» **GOAL OF THE EXERCISE**
Rewrite the lines of the records below as a numbered list, beginning with the line that contains "the roller blind." and continuing through the last line of the records. Leave out any blank lines.

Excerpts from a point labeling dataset
§

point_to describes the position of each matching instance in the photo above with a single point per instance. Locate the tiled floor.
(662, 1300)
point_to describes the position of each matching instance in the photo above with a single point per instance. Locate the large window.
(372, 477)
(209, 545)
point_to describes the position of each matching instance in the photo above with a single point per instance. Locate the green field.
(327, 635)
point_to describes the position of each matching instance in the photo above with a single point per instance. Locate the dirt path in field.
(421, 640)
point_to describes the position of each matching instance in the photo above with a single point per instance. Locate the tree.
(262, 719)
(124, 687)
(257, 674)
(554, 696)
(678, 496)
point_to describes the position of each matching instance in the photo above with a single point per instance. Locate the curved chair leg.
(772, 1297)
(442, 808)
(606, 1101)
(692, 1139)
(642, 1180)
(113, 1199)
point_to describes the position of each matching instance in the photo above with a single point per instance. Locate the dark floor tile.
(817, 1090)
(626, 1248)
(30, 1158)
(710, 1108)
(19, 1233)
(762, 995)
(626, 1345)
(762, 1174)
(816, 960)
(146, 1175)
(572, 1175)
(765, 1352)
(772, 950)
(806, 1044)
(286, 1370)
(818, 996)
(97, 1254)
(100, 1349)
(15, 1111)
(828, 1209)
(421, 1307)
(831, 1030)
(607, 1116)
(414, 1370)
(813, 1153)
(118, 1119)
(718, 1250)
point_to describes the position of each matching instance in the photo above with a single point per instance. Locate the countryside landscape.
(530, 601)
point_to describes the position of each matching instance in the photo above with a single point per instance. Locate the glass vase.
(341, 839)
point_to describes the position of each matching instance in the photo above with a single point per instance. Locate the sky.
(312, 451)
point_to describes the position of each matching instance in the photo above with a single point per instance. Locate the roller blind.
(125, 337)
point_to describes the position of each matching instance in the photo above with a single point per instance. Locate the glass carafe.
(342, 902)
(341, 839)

§

» **SOLUTION**
1. point_to describes the position of each matching instance in the photo above with a single point per instance. Locate the roller blind.
2. (125, 337)
3. point_to describes the position of each matching instance in the photo above with a single point per instance. Locate the glass carafe.
4. (342, 902)
5. (341, 839)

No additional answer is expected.